TEXTE:
----

Madeleine, femme de prière, consulte toujours le
Ciel avant de faire un pas. Un voyage s’organise.
«Seigneur, dois-je partir ?» Mais le Seigneur se
tait et Madeleine s’impatiente : «Seigneur,
éclairez-moi ! Dois-je prendre cet avion ?» Enfin,
la réponse vient : «Prends-le. Je serai avec toi.»
Une fois bien installée dans la cabine entre les
ailes, sereine et confiante, Madeleine sort son
chapelet et se met à le dire, les paupières closes.
Mais en rouvrant les yeux après le décollage, elle a
toute une surprise: une épaisse fumée noire se
dégage de l’aile gauche ! «Problème technique, dit
le pilote. Nous faisons demi-tour.»
Il n’a pas fini
de parler que de grosses flammes oranges se mêlent à
la fumée... «Désolé, reprend-il, mais nous allons
devoir atterrir dans les champs.»
Avec une ferveur décuplée par l’angoisse,
Madeleine, le teint livide, se remet à prier en
suppliant le Ciel d’intervenir promptement. Elle
invoque nerveusement le Père, le Fils et le
Saint-Esprit, la glorieuse Mère de Dieu et la Milice
Céleste, les vierges et les martyres, les Saints de
tous les temps et de tous les pays, les Saints
Innocents d’hier et d’aujourd’hui et même ceux de
demain... Elle alerte également toutes les Madeleine
d’En Haut : Madeleine Sophie Barat et Madeleine de
Pazzi, la grande Marie-Madeleine et plusieurs autres
encore.
Son âme se tourne enfin vers l’Archange saint
Michel pour qu’il déploie ses ailes sous les ailes
de l’avion afin de le poser dans les champs qui
s’approchent... Le choc est effroyable, mais l’avion
reste entier ! Pas une aile arrachée, pas
d’explosion non plus, car les flammes disparaissent
sous une pluie généreuse...

----

VOTRE OBJECTIF:
Recopiez fidèlement le passage du texte commençant par « Son âme se tourne » et allant jusqu'à « une pluie généreuse... ». Les enregistrements ci-dessous n'ont aucun lien avec le texte.

----

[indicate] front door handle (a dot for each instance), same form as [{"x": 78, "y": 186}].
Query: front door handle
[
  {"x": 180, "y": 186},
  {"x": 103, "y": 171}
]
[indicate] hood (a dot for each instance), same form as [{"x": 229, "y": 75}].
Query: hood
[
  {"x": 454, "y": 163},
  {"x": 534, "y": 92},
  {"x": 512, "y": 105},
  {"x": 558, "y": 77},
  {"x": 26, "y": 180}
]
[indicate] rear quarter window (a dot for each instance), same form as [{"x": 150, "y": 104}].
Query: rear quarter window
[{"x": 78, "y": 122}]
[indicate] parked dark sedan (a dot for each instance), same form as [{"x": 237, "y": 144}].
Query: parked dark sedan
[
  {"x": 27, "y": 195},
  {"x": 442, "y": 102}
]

----

SOLUTION:
Son âme se tourne enfin vers l’Archange saint
Michel pour qu’il déploie ses ailes sous les ailes
de l’avion afin de le poser dans les champs qui
s’approchent... Le choc est effroyable, mais l’avion
reste entier ! Pas une aile arrachée, pas
d’explosion non plus, car les flammes disparaissent
sous une pluie généreuse...